---- INPUT MATERIAL

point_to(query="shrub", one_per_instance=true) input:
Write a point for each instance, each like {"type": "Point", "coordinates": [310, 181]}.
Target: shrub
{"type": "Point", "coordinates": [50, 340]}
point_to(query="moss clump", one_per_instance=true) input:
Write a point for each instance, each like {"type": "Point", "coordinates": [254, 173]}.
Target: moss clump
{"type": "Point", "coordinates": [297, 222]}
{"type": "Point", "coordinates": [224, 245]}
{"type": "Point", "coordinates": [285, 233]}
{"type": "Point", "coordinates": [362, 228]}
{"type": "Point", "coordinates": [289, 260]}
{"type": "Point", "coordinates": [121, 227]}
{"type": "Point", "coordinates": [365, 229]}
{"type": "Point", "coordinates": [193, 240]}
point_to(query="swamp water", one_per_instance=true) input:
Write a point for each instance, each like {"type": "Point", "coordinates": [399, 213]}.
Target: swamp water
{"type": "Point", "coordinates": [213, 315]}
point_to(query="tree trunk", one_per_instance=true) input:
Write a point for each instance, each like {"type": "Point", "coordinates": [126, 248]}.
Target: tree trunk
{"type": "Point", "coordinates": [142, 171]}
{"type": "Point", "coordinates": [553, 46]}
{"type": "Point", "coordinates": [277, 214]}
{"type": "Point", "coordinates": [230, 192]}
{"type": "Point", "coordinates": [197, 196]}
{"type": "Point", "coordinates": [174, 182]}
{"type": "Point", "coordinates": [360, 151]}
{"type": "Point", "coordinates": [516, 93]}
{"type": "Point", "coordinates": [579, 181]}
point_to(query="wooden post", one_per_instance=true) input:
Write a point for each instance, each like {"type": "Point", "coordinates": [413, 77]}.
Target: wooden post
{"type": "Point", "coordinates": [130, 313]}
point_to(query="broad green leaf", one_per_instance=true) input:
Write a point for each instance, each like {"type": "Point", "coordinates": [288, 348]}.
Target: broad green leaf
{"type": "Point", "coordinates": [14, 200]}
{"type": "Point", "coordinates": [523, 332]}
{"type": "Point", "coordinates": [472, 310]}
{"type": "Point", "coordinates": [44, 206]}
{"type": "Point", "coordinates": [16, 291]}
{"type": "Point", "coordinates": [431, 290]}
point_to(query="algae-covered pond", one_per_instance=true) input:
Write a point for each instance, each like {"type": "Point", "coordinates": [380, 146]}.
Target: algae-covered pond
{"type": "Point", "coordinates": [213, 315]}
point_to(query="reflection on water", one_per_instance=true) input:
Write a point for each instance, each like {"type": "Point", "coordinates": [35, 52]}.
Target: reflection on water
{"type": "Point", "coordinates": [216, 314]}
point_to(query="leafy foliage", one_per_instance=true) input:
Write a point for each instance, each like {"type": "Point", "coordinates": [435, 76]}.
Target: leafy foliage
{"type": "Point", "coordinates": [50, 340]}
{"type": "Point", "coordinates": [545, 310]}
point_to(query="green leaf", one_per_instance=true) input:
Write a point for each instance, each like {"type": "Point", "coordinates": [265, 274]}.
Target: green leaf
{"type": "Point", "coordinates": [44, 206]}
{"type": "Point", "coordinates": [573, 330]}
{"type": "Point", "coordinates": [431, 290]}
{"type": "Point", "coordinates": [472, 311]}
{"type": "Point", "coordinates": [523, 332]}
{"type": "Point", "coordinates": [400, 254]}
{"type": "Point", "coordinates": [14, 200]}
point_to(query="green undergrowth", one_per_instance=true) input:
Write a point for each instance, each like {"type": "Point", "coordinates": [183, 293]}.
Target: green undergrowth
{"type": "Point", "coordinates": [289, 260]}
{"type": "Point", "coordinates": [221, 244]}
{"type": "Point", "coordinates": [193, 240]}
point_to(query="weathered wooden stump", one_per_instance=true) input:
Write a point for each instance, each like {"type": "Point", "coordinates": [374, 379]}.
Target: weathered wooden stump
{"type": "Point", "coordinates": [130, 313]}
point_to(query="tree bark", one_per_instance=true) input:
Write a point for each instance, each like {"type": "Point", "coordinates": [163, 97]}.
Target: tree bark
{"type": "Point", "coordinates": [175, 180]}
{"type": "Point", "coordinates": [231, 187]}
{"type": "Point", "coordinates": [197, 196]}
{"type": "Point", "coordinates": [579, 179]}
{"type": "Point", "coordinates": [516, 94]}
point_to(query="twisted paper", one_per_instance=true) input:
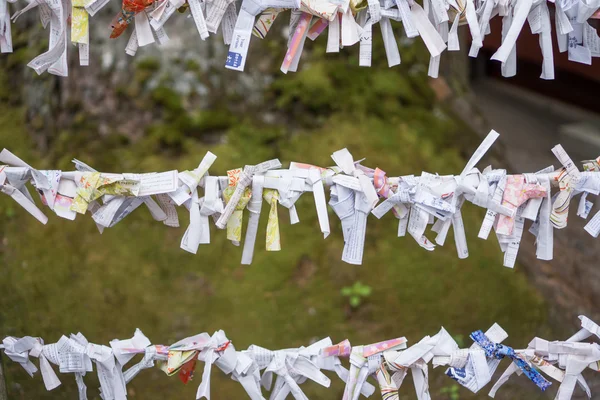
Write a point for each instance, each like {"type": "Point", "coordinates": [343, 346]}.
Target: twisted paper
{"type": "Point", "coordinates": [348, 22]}
{"type": "Point", "coordinates": [417, 201]}
{"type": "Point", "coordinates": [388, 362]}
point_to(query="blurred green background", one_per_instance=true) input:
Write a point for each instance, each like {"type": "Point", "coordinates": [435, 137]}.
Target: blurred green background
{"type": "Point", "coordinates": [65, 277]}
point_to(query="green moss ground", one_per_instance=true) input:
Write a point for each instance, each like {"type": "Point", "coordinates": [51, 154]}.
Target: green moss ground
{"type": "Point", "coordinates": [64, 277]}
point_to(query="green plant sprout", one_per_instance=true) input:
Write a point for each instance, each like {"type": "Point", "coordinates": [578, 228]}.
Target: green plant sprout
{"type": "Point", "coordinates": [451, 391]}
{"type": "Point", "coordinates": [356, 293]}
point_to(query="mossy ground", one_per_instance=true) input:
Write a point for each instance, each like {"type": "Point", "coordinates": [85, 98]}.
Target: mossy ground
{"type": "Point", "coordinates": [65, 277]}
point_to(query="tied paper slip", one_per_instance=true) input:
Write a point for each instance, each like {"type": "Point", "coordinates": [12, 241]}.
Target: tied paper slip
{"type": "Point", "coordinates": [240, 42]}
{"type": "Point", "coordinates": [155, 183]}
{"type": "Point", "coordinates": [388, 361]}
{"type": "Point", "coordinates": [436, 22]}
{"type": "Point", "coordinates": [419, 202]}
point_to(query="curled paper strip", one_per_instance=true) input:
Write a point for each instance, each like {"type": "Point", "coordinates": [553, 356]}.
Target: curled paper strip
{"type": "Point", "coordinates": [387, 362]}
{"type": "Point", "coordinates": [355, 192]}
{"type": "Point", "coordinates": [348, 22]}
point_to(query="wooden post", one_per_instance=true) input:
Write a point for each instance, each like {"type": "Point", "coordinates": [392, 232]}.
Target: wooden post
{"type": "Point", "coordinates": [3, 388]}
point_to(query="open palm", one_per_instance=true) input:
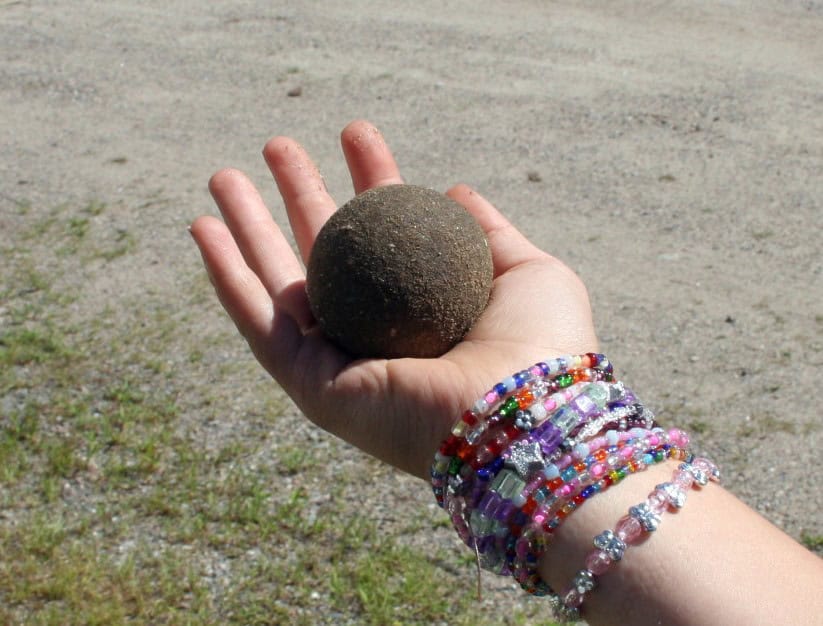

--------

■ **TASK DIRECTIONS**
Which lines in the records above contain the word "leafy"? Extract each of those lines in full.

■ **ANSWER TO THE TASK**
point_to(query="leafy foliage", one_per_instance=true) input:
Target: leafy foliage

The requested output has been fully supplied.